Could you rewrite the listing below with every "gets one point" changed to "receives a single point" and everything else left unchanged?

-- begin GIVEN DATA --

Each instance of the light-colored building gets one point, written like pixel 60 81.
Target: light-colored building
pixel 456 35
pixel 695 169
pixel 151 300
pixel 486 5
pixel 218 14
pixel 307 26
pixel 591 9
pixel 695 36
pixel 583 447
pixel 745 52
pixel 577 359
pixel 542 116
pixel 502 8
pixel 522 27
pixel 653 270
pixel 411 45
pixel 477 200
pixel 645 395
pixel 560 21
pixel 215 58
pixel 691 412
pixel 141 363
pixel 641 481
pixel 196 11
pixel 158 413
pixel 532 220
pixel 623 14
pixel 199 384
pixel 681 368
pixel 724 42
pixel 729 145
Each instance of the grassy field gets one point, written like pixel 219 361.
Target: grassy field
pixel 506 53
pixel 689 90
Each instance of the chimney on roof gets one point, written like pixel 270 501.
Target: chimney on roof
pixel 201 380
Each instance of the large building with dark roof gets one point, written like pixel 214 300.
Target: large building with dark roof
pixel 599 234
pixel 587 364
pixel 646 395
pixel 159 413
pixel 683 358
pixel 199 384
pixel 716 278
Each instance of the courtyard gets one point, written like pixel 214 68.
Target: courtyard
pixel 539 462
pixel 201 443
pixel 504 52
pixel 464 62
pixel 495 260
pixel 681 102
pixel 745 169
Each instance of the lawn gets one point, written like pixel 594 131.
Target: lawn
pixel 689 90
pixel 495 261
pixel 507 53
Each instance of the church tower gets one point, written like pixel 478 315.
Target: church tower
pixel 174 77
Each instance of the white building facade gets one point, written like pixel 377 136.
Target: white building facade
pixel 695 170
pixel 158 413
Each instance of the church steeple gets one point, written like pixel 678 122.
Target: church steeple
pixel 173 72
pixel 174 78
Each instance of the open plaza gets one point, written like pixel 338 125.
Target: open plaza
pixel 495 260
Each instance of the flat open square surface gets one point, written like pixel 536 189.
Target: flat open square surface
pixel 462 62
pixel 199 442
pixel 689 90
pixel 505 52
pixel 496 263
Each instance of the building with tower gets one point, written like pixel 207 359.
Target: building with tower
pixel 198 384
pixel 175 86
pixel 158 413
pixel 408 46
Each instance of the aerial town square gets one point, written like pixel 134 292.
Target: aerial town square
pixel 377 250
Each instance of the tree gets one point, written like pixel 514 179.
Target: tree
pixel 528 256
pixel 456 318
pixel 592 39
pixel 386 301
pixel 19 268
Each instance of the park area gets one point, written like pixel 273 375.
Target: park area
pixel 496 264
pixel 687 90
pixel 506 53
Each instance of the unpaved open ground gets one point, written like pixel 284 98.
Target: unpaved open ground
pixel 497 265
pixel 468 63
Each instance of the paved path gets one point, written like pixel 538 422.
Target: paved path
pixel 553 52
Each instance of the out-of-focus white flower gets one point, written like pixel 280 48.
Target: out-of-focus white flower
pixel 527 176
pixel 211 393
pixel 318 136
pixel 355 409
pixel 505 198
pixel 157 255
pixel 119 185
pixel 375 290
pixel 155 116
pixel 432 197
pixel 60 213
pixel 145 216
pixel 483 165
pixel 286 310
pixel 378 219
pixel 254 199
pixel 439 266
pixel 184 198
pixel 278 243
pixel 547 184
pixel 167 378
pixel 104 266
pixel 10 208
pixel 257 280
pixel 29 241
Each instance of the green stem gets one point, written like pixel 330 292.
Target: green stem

-- end GIVEN DATA --

**ANSWER TO THE TASK:**
Each instance of the light-colored building receives a single point, written like pixel 60 81.
Target: light-colored building
pixel 456 35
pixel 695 169
pixel 151 300
pixel 486 5
pixel 218 14
pixel 307 26
pixel 591 9
pixel 695 36
pixel 583 447
pixel 745 52
pixel 577 359
pixel 542 116
pixel 502 8
pixel 522 27
pixel 653 270
pixel 411 45
pixel 477 200
pixel 645 395
pixel 560 21
pixel 215 58
pixel 691 412
pixel 141 363
pixel 641 481
pixel 196 11
pixel 158 413
pixel 532 220
pixel 623 14
pixel 199 384
pixel 681 368
pixel 724 42
pixel 729 145
Each instance of the grassy field receives a single point, written like pixel 219 361.
Target: grassy field
pixel 506 53
pixel 689 90
Each instance of the chimney on roof receives a single point, written like pixel 270 501.
Target: chimney on roof
pixel 201 380
Each instance of the large building with dark roof receives a single point, written like pixel 214 300.
Target: large building with dark roof
pixel 599 234
pixel 587 364
pixel 646 395
pixel 159 413
pixel 683 358
pixel 199 384
pixel 716 278
Each instance of the courtyard receives a single point, written like pixel 214 68.
Target: courtyard
pixel 539 462
pixel 201 443
pixel 504 52
pixel 464 62
pixel 495 260
pixel 681 102
pixel 745 169
Each instance of the lawn receives a single point, written like pixel 594 131.
Target: lawn
pixel 689 90
pixel 495 261
pixel 507 53
Each instance of the church tower receives a single point, written like pixel 478 315.
Target: church tower
pixel 174 77
Each instance of the white building facade receives a single point, written like pixel 377 136.
Target: white building facade
pixel 695 170
pixel 158 413
Each instance of the church steeple receives a single point, written like pixel 678 122.
Target: church steeple
pixel 173 72
pixel 174 78
Each instance of the open plaza receives a single point, written like pixel 338 125.
Target: open plaza
pixel 495 260
Each instance of the flat open square surface receives a single point, written like pixel 536 189.
Target: flat open square surface
pixel 462 62
pixel 199 442
pixel 689 90
pixel 505 52
pixel 496 263
Each instance of the building with tower receives a single point, written like pixel 207 359.
Target: building with tower
pixel 198 384
pixel 175 86
pixel 158 413
pixel 408 46
Each instance of the aerial town square receives a single point, written like pixel 134 292.
Target: aerial town square
pixel 377 250
Each instance of the tree receives a single point, written like pixel 514 179.
Target: tree
pixel 528 256
pixel 456 318
pixel 592 39
pixel 386 301
pixel 19 268
Each instance of the park area receives a single point, written like pixel 273 375.
Target: park area
pixel 496 264
pixel 687 90
pixel 506 53
Each instance of the unpaved open ground receives a single point, written like pixel 284 98.
Target: unpaved open ground
pixel 497 265
pixel 468 63
Each instance of the paved path receives a single point, written like pixel 538 422.
Target: paved path
pixel 553 52
Each instance of the out-of-focus white flower receives a single point, written like pixel 280 48.
Target: out-of-focus white flower
pixel 527 176
pixel 211 393
pixel 318 136
pixel 355 409
pixel 505 198
pixel 157 255
pixel 119 185
pixel 375 290
pixel 155 116
pixel 432 197
pixel 60 213
pixel 145 216
pixel 483 165
pixel 286 310
pixel 378 219
pixel 254 199
pixel 439 266
pixel 184 198
pixel 278 243
pixel 547 184
pixel 167 378
pixel 104 266
pixel 10 208
pixel 257 280
pixel 29 241
Each instance of the green stem receives a single point, written like pixel 330 292.
Target: green stem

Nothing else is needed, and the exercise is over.